▶ **DATA FOR ANALYSIS**
· · · · · · ·

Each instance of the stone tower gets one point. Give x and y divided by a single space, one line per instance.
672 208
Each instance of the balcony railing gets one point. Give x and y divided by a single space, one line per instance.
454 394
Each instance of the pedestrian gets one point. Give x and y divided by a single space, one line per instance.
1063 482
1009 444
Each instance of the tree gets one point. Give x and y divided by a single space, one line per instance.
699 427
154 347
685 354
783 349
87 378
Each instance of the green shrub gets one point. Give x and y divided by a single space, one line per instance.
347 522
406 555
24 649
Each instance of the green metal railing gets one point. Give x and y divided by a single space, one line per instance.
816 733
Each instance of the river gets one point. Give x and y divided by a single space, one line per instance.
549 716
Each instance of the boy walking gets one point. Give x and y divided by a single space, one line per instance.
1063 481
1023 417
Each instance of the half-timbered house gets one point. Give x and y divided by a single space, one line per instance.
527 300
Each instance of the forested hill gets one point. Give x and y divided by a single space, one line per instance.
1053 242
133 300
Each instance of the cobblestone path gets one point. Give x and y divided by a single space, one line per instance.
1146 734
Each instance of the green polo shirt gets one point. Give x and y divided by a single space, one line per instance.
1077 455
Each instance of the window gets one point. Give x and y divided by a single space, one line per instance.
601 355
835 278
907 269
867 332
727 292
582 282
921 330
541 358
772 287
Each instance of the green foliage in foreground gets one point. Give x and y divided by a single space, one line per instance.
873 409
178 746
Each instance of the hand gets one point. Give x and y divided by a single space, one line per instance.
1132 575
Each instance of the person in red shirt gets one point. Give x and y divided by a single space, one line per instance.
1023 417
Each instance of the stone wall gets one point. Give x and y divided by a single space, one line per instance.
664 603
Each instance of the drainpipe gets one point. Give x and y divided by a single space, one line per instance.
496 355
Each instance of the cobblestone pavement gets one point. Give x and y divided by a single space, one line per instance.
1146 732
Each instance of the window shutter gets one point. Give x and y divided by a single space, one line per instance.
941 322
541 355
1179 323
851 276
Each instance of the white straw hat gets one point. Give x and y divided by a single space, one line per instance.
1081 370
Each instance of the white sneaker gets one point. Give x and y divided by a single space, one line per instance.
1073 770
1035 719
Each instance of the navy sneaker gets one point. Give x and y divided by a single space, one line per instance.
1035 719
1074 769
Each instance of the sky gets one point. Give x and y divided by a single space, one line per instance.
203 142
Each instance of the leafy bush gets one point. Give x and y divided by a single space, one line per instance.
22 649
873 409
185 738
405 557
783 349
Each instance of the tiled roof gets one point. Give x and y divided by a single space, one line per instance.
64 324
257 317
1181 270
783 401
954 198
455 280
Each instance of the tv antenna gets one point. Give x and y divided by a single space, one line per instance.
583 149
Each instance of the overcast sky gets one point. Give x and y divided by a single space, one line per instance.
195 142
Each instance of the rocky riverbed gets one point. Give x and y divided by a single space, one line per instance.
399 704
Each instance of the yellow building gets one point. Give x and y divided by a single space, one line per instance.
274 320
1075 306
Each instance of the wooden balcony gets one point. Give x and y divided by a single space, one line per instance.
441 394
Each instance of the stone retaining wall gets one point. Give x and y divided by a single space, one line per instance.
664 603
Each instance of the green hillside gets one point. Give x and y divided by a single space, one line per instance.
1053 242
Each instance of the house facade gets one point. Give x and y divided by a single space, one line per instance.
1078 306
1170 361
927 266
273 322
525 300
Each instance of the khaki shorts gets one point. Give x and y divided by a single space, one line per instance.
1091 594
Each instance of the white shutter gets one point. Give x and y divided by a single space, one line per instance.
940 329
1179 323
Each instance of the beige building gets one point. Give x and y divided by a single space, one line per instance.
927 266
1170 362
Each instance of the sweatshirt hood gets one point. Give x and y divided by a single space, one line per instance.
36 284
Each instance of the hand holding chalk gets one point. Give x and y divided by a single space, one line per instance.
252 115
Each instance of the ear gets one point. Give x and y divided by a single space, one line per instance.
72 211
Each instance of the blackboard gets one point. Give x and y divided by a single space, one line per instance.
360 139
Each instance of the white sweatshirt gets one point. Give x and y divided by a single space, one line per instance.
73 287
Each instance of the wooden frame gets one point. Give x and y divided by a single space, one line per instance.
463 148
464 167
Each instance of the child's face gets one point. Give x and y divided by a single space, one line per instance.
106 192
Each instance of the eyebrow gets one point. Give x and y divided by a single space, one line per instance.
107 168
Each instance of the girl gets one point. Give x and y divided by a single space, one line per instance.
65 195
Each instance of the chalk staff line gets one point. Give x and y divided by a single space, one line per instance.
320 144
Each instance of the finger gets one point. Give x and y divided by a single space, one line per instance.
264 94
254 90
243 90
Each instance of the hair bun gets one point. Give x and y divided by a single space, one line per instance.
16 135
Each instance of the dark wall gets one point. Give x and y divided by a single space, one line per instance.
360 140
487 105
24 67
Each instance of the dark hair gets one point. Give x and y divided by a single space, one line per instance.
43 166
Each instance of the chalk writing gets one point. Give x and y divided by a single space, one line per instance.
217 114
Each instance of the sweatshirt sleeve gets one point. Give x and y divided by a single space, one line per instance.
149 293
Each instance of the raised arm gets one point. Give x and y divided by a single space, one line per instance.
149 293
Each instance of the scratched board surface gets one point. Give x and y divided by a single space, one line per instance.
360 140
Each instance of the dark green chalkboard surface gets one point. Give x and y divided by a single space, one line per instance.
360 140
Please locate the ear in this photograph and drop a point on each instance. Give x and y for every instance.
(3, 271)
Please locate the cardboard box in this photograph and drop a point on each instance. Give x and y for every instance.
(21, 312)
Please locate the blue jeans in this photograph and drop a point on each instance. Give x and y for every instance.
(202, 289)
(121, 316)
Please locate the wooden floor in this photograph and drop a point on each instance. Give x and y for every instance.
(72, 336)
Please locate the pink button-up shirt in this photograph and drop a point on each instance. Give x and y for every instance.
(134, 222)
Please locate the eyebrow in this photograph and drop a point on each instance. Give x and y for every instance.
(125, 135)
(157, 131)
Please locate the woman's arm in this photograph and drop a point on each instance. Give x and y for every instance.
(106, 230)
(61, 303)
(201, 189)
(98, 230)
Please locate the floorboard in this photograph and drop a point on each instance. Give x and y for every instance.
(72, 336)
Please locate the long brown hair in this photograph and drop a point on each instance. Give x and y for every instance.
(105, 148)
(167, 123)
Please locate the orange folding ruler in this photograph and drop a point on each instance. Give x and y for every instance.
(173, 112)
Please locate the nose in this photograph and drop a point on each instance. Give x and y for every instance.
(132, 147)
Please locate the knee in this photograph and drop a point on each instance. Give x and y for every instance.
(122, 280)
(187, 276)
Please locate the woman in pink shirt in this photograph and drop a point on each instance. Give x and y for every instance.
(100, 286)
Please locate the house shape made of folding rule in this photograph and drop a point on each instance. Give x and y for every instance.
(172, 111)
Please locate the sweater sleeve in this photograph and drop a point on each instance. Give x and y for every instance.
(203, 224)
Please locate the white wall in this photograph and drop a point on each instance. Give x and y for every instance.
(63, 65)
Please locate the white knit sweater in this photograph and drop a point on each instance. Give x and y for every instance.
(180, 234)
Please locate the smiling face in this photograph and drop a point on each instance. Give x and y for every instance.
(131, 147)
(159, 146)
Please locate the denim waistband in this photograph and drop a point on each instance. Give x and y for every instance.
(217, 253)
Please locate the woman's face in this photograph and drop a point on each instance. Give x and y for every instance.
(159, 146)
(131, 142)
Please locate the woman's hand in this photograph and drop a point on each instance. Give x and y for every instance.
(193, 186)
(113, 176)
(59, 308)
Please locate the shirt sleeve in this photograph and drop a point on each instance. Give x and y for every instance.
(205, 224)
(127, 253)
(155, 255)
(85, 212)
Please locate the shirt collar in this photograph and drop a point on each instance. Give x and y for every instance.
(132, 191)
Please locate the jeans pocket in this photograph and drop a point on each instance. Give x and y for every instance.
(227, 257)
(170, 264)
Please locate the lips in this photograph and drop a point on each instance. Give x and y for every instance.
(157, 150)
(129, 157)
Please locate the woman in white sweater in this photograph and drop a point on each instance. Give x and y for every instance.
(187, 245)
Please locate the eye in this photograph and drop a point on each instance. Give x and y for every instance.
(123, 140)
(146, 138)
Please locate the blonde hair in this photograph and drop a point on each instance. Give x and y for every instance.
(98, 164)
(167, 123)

· · · · · · ·

▶ **TASK TO COMPLETE**
From the line containing "Please locate the jeans" to the last line of the records above, please write out every line exactly and add nothing.

▶ **EXERCISE ANSWER**
Please locate the jeans pocket in this photograph and drop a point on each instance. Give x and y for every instance.
(227, 257)
(170, 264)
Please locate the lips in this photograph and drop a point on each instance. Give x and y for every instance.
(157, 150)
(129, 157)
Please locate the woman in white sweater in this photograph and drop a point on each instance. Give x and y for every instance.
(187, 245)
Please locate the eye in this photograph and drop a point on each instance. Give x and y for every instance.
(123, 140)
(146, 138)
Please locate the blonde hair in this photograph and drop a point on each instance. Give x and y for every instance.
(98, 164)
(167, 123)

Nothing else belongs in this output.